Short exercise — All of the entries need to be written out again, exactly as they are.

Data rows —
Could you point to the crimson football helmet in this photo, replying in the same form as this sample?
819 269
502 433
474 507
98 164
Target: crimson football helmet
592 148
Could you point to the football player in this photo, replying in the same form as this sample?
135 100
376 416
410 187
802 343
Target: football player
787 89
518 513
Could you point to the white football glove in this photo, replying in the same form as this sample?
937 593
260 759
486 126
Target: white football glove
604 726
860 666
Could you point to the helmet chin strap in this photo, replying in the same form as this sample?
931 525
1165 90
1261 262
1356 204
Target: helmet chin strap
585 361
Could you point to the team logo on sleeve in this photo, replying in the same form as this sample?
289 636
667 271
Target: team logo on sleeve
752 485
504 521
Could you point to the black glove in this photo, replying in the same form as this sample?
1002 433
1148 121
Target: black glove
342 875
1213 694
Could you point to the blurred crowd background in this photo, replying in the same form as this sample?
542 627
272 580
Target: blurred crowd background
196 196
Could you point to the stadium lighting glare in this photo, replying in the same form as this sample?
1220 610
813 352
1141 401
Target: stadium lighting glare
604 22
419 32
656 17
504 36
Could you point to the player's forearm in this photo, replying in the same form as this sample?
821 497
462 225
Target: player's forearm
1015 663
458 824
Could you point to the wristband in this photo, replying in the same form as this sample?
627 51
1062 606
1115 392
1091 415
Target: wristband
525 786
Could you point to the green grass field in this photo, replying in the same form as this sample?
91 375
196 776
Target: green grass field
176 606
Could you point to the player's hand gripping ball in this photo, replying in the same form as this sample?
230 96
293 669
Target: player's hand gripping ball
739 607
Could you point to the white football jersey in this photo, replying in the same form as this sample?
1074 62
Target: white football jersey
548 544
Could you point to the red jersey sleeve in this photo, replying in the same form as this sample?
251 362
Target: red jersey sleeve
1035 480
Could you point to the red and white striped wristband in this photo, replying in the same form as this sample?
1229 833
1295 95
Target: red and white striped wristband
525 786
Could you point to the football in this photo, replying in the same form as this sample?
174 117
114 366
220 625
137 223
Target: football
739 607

Full output —
Could you point to the crimson football helmet in this photo, replying in the same form as this sample?
819 269
502 433
474 507
98 164
Target: crimson football helmet
592 148
Could you point to the football player in this photo, replying in the same form as this sample?
135 100
376 416
410 187
802 343
Target: football player
787 89
518 513
Could you point to the white football glove in this photo, replying in the same form as this sample?
937 593
260 759
486 126
Target: white football glove
604 726
860 666
Could you point to the helmet chin strap in this photo, replying in the same form as this sample?
931 525
1165 90
1261 262
1356 204
Target: helmet chin strap
585 361
Could you point to the team logo on sleeve in this photo, replying in the same form as this sample?
289 636
667 271
Target: team logo on sleeve
752 485
504 521
Could you point to the black glove in this photo, replying in the same form as this sample?
1002 433
1148 121
Target: black glove
342 875
1213 694
Could you point to the blurred crowd background in this photo, replying in the same form as this sample?
542 627
272 580
Target: blurred crowd background
196 196
Could you point to the stadium lighting glare in this photo, replying in the same form as this sample?
1220 610
813 352
1141 401
Target: stadium lighting glare
604 22
419 32
656 17
504 36
Could you point to the player's forearm in this photo, replying in the same form as this sample?
821 497
462 225
Target: player's forearm
1015 663
458 824
Could you point to the wristband in this photo, replying in the same form as this sample?
627 51
1062 606
1115 392
1091 415
Target: wristband
525 786
Could you point to the green grass field in this photo, replying in the same form as this sample?
91 375
196 776
Target: green grass field
176 606
Could you point to the player's hand gripping ball in this photo, replying in the same form as this sample?
230 96
293 669
Target: player's hand gripping ball
739 607
Could you point to the white football jersey in this photo, replying in the same form as this sample?
1074 62
Target: white football jersey
548 544
Could you point to the red jersey sleeve in this photo, replying in the same form as this sample?
251 362
Target: red jersey sleeve
1035 480
Could you point to the red and white striped wristband in this photo, replying in the same form as this sample?
1229 833
1295 95
Target: red and white striped wristband
525 786
Could you point to the football in this photo, replying in the same form as this sample?
174 117
114 366
220 625
137 223
Target: football
739 607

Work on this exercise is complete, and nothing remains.